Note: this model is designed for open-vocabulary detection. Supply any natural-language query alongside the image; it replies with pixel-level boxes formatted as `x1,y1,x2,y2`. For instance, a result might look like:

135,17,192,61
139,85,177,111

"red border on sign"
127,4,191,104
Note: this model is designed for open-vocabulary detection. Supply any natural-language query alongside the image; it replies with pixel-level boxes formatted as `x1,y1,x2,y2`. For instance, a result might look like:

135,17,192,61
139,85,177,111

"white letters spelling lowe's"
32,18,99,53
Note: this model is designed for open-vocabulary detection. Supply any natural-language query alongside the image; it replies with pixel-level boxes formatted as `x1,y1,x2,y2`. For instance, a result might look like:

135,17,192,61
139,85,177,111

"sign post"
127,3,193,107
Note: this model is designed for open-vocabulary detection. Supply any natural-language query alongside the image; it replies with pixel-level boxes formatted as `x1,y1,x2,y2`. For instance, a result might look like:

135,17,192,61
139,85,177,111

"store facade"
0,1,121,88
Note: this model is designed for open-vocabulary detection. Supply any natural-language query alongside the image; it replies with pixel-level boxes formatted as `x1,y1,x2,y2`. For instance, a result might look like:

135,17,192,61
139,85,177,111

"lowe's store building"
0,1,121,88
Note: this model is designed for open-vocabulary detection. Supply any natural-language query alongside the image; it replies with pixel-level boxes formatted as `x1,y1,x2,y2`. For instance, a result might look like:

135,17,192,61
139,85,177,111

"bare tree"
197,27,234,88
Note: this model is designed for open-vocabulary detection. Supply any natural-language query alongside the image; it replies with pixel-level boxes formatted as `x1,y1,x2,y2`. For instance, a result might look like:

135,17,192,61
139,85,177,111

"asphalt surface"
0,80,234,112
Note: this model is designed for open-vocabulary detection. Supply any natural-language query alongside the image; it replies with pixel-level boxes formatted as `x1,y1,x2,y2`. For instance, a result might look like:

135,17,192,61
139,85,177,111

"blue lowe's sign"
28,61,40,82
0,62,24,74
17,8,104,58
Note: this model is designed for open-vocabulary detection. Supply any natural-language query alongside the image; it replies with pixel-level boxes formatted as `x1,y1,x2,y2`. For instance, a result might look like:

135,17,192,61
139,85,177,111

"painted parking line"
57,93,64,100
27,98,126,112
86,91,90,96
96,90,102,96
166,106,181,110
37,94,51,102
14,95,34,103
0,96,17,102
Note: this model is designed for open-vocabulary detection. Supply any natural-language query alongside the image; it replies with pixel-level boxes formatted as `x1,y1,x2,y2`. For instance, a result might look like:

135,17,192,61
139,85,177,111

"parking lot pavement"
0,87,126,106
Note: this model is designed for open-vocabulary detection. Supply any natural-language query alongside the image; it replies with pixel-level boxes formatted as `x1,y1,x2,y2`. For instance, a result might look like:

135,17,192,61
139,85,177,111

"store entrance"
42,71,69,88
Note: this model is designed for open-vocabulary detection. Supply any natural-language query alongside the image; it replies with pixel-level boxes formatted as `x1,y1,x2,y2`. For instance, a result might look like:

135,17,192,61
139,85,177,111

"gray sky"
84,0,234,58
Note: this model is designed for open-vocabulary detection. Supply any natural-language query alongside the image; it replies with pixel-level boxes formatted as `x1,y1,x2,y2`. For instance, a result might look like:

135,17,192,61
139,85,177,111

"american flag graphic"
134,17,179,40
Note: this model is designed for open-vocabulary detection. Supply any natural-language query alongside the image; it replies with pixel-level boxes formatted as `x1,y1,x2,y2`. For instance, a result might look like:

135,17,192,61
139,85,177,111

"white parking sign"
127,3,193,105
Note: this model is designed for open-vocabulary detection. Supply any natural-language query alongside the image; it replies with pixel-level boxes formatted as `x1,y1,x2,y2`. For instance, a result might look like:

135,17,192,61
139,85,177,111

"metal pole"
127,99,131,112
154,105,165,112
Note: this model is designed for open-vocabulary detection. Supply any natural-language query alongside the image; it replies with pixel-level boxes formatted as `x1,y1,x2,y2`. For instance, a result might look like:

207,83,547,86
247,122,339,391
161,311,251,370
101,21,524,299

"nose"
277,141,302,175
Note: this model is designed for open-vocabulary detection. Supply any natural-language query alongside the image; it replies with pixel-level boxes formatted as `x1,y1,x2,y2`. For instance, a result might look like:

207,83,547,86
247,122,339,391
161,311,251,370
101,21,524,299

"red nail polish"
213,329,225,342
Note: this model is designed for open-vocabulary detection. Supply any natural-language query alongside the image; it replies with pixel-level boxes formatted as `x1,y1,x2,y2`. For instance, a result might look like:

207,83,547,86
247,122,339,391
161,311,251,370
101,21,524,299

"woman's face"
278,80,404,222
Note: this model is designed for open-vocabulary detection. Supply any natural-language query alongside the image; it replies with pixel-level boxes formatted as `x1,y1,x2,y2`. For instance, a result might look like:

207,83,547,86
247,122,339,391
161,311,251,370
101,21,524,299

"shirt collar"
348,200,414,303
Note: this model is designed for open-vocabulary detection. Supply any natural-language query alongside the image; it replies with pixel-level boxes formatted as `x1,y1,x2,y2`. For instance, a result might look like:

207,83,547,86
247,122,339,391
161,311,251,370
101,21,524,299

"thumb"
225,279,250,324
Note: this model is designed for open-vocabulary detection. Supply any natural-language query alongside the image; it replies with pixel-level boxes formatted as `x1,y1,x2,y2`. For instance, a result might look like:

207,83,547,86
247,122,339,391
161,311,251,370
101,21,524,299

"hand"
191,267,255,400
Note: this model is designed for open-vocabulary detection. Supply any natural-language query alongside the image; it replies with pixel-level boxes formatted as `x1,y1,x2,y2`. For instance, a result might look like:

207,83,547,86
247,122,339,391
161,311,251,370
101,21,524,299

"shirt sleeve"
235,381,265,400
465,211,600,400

________________________________________

SET TASK:
Reproduce the listing above in full, word for word and line for line, keeping its original order.

EXERCISE OUTPUT:
Note: this model is designed for open-vocabulary detection. Supply any natural-language query alongside the image; it replies with pixel-level boxes formatted as `x1,y1,x2,y2`. For instance, a result might look like:

135,17,192,61
139,85,177,111

"red border on sign"
127,4,191,104
Note: this model is designed for open-vocabulary detection. Supply any natural-language query alongside the image; it replies with pixel-level boxes formatted as `x1,y1,x2,y2`. For instance, a result might look like:

135,17,192,61
139,85,177,111

"white letters spelling lowe's"
32,18,99,53
Note: this model is designed for open-vocabulary detection. Supply any natural-language query alongside the image; it replies with pixel-level boxes formatted as `x1,y1,x2,y2`. For instance, a result might look like:

135,17,192,61
139,85,177,111

"sign post"
127,3,193,107
Note: this model is designed for open-vocabulary detection. Supply any natural-language query alongside the image; it replies with pixel-level boxes formatted as `x1,y1,x2,y2`. For instance, a result might look like:

135,17,192,61
139,85,177,111

"store facade"
0,1,121,88
Note: this model is designed for open-vocabulary detection. Supply any natural-language query alongside the image; it replies with pixel-level boxes formatted as `x1,y1,x2,y2`. For instance, a result might look like:

135,17,192,61
139,85,177,111

"lowe's store building"
0,1,121,88
Note: this model is designed for open-vocabulary detection. Supply any natural-language query alongside the image; it replies with pixel-level boxes formatted as `x1,y1,x2,y2`. For instance, a result might look like:

135,17,192,61
139,85,177,111

"bare tree"
197,27,234,88
Note: this model is designed for open-vocabulary detection. Supply any natural-language query alongside the image; it replies with pixel-level boxes formatted as `x1,y1,x2,y2`. For instance, a result might look like:

135,17,192,61
139,85,177,111

"asphalt surface"
0,80,234,112
Note: this model is designed for open-vocabulary detection. Supply any natural-language query alongside the image; it replies with pixel-level boxes formatted as `x1,y1,x2,y2`. For instance, a result might look like:

135,17,192,61
139,85,177,111

"blue lowe's sign"
28,61,40,82
0,62,24,74
17,8,104,58
Note: this model is designed for open-vocabulary detection. Supply any natural-language query alongside the image; it replies with pixel-level boxes formatted as `x1,y1,x2,y2`. For instance, a result might look like:

135,17,192,61
139,85,177,111

"painted parking line"
57,93,64,100
27,98,126,112
86,91,90,96
96,90,102,96
166,106,181,110
37,94,51,102
14,95,34,103
0,96,17,102
Note: this model is designed for open-vocabulary detection. Supply any natural-language query alongside the image; it replies with pixel-level boxes formatted as `x1,y1,x2,y2`. For instance, a result might look like:

135,17,192,61
139,85,177,111

"parking lot pavement"
0,87,126,106
Note: this model is designed for open-vocabulary detection. Supply any natural-language query alongside the image; it replies with pixel-level boxes formatted as `x1,y1,x2,y2`. For instance, a result might look like:

135,17,192,61
139,85,177,111

"store entrance"
42,71,69,88
Note: this model is designed for open-vocabulary detection. Supply any natural-language query alongside the image; it replies with pixel-level boxes formatted as `x1,y1,x2,y2`. For instance, a result might look like:

135,17,192,61
139,85,177,111

"gray sky"
84,0,234,58
Note: this model is designed for open-vocabulary detection. Supply any natural-language query alongside the image; it replies with pixel-level boxes formatted as `x1,y1,x2,y2`. For instance, a result might look like:

135,17,192,61
139,85,177,111

"american flag graphic"
134,17,179,40
Note: this model is designed for open-vocabulary detection. Supply any natural-language query alongside the image; it replies with pixel-level boxes formatted as `x1,y1,x2,y2`. For instance, a result might look like:

135,17,192,61
139,85,177,111

"white parking sign"
127,3,193,105
Note: this model is designed for open-vocabulary detection. Supply any natural-language query alongside the image; it replies with pixel-level boxes formatted as `x1,y1,x2,y2`. For instance, a result might look like:

135,17,192,61
139,85,177,111

"metal pole"
127,99,131,112
154,105,165,112
Note: this model is designed for open-vocabulary detection. Supply any natural-language query alongside the image; it replies with pixel-level boxes formatted as `x1,y1,x2,y2`. For instance, a result might look like:

207,83,547,86
247,122,339,391
161,311,251,370
101,21,524,299

"nose"
277,141,302,175
Note: this model is designed for open-vocabulary detection. Supply any natural-language query alongside the image; it replies with pixel-level boxes formatted as `x1,y1,x2,y2`. For instance, a result might look like:

207,83,547,86
247,122,339,391
161,311,251,370
101,21,524,299

"red nail polish"
213,329,225,342
Note: this model is designed for open-vocabulary detection. Supply any natural-language query alongside the image; it replies with pixel-level boxes formatted as `x1,y1,x2,y2`. For instance, a result might look like:

207,83,547,86
247,122,339,391
161,311,251,370
101,21,524,299

"woman's face"
278,80,404,222
Note: this model is designed for open-vocabulary detection. Supply any natural-language query alongside the image; it replies with pixel-level boxes formatted as `x1,y1,x2,y2`. For instance, a result might look like:

207,83,547,86
247,122,339,391
161,311,251,370
101,21,524,299

"shirt collar"
348,200,414,303
Note: this model is designed for open-vocabulary detection. Supply any natural-language query alongside the image; it replies with pixel-level boxes formatted as `x1,y1,x2,y2`. For instance, a result might look like:

207,83,547,86
247,122,339,391
161,311,251,370
101,21,524,299

"thumb"
225,279,250,324
Note: this model is designed for open-vocabulary detection. Supply any natural-language query alongside the image; it replies with pixel-level boxes formatted as `x1,y1,x2,y2`. For instance, a result might look like:

207,83,547,86
247,122,339,391
161,311,251,370
101,21,524,299

"hand"
191,267,255,400
Note: this model is designed for open-vocabulary detection. Supply any natural-language query alongside the image; it replies with pixel-level boxes formatted as `x1,y1,x2,y2`. For instance, a result might look like:

207,83,547,86
247,122,339,391
161,311,251,370
101,21,524,299

"shirt sleeve"
235,381,265,400
465,211,600,400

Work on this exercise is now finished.